**Requirement**: Copy out exactly the lines from the one containing "the white multi-story" to the end of the records below, both included, and nothing else.

**Given information**:

◇ ◇ ◇

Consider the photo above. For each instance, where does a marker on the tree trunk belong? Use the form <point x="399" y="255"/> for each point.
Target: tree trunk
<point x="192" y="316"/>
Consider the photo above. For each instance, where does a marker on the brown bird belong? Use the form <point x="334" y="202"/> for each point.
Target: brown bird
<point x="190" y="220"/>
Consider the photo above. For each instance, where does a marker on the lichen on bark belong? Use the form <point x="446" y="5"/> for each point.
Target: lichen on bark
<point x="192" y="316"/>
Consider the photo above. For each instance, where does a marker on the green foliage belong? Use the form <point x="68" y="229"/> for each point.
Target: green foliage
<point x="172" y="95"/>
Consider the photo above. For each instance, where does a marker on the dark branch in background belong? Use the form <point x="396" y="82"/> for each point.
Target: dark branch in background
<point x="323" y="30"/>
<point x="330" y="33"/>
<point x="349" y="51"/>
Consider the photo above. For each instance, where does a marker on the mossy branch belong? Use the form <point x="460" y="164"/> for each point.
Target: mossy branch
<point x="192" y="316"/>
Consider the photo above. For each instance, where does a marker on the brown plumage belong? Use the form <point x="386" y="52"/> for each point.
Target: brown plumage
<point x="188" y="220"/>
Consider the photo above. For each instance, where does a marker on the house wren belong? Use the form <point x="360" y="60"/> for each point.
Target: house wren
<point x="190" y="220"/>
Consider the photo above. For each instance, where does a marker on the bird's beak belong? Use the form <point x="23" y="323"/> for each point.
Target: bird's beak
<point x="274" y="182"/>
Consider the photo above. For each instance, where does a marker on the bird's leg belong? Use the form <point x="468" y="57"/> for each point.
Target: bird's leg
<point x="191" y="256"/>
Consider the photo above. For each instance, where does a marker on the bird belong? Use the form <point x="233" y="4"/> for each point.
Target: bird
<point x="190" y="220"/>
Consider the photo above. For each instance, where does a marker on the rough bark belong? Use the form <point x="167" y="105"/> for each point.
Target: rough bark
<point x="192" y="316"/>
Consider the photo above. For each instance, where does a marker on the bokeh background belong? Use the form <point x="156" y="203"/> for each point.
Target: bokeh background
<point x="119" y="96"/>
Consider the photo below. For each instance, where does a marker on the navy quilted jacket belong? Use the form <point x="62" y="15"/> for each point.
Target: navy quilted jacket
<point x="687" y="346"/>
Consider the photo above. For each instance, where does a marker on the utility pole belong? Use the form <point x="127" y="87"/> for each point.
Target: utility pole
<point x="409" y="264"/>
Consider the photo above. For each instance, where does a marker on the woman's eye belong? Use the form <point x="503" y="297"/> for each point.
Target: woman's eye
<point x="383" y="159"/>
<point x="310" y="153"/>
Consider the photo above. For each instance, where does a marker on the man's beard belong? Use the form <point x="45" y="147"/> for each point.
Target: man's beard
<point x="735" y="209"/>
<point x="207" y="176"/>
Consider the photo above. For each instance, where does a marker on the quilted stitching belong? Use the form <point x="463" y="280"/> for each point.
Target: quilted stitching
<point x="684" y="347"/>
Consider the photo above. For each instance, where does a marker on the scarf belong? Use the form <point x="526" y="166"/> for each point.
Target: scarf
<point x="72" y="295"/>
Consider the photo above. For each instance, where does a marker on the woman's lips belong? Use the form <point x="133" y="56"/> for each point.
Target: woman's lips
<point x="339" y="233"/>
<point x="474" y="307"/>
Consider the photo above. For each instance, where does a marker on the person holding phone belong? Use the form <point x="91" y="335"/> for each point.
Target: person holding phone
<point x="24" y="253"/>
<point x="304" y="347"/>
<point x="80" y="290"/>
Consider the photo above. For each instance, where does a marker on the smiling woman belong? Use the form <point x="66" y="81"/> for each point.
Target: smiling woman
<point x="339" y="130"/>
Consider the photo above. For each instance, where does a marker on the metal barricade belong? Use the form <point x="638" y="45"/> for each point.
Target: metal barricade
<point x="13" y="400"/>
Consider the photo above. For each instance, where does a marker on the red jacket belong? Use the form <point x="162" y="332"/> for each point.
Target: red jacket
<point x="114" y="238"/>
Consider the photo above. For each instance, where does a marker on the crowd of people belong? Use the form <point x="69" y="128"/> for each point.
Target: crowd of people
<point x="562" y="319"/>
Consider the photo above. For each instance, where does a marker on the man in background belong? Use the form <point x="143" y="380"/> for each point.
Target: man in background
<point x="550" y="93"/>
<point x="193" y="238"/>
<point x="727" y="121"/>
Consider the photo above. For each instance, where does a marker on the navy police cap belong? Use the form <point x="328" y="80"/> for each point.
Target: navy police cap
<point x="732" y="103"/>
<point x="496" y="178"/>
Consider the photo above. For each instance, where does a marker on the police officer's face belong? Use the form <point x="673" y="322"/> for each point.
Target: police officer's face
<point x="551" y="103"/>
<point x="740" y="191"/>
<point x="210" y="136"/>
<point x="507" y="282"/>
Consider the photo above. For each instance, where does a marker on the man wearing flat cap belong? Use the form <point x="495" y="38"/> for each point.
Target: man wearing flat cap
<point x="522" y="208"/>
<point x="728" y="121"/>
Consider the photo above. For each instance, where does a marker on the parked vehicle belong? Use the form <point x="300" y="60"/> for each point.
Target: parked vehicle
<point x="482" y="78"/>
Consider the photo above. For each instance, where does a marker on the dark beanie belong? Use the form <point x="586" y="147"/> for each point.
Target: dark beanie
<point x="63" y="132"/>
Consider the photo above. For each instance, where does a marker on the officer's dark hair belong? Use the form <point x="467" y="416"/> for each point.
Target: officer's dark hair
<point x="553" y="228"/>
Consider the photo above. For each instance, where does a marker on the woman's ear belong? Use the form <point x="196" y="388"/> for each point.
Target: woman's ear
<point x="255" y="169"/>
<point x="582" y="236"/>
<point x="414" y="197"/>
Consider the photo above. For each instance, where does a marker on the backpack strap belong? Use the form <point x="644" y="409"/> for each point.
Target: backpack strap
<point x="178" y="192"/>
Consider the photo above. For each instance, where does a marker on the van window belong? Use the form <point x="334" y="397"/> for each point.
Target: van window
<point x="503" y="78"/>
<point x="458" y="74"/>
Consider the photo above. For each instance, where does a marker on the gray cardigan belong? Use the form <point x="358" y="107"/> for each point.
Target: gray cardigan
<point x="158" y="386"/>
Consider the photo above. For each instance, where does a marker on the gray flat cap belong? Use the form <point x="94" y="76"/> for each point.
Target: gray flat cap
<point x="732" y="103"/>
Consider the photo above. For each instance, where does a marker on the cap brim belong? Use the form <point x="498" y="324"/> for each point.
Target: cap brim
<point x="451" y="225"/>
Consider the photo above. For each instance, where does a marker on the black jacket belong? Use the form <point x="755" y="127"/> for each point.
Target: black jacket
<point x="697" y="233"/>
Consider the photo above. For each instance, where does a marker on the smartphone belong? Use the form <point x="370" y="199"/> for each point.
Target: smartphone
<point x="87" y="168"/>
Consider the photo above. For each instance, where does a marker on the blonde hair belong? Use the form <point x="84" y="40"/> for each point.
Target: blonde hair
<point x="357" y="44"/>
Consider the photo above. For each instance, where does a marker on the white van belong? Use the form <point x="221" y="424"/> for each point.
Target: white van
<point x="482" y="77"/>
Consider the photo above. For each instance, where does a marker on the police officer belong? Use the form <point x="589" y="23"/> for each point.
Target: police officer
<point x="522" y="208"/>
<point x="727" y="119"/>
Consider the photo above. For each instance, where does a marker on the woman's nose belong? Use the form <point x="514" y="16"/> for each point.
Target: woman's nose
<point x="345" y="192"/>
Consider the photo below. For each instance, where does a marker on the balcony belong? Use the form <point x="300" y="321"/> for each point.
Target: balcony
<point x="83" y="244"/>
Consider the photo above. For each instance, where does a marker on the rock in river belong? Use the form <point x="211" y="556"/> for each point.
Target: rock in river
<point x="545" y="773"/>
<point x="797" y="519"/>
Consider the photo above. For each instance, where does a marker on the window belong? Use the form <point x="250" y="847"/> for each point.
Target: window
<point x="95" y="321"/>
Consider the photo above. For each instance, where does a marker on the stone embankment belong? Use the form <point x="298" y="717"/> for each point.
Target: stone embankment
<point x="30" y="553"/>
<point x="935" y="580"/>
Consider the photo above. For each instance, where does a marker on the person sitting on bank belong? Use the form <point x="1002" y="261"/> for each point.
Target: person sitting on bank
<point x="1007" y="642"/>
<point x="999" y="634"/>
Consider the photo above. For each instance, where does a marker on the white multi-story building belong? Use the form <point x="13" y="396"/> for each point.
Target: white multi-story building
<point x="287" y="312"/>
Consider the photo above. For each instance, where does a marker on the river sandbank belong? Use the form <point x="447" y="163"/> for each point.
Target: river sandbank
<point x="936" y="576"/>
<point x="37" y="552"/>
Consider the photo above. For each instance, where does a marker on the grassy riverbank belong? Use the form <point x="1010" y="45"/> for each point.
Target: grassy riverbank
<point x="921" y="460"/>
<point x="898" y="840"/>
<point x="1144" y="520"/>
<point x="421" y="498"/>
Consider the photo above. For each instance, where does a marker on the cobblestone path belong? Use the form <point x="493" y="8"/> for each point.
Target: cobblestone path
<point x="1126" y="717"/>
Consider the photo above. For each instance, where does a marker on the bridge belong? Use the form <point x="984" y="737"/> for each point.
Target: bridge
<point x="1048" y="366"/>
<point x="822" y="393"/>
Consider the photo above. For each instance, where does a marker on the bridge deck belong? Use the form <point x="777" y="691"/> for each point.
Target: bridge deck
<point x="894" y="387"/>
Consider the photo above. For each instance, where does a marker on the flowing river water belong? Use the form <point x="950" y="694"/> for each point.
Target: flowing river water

◇ ◇ ◇

**Task response**:
Consider the photo above. For each instance, where does a marker on the white multi-story building belong? Use the form <point x="13" y="396"/> for each point.
Target: white multi-story building
<point x="287" y="312"/>
Consider the photo above. For each instance, where does a marker on the river sandbank belong? Use the form <point x="447" y="163"/> for each point.
Target: river sandbank
<point x="936" y="576"/>
<point x="37" y="552"/>
Consider the photo above. For each instance, where does a marker on the grassy riverbank belong? Use the form <point x="1010" y="45"/> for each point.
Target: grassy riverbank
<point x="921" y="460"/>
<point x="898" y="840"/>
<point x="1144" y="520"/>
<point x="421" y="498"/>
Consider the photo above. For each instance, where does a marker on the cobblestone path belong? Use the form <point x="493" y="8"/> for each point.
Target: cobblestone path
<point x="1126" y="717"/>
Consider the photo above. For each instance, where does a marker on the bridge belong? Use the form <point x="984" y="737"/> for each point.
Target: bridge
<point x="1048" y="366"/>
<point x="822" y="393"/>
Consider the photo above. For each instance, where does a marker on the bridge deck belong? Use the form <point x="777" y="691"/> for each point.
Target: bridge deck
<point x="894" y="387"/>
Consider the photo above. For each instance, where does a marker on the flowing river water belong? Use the form <point x="950" y="694"/> for each point.
Target: flowing river water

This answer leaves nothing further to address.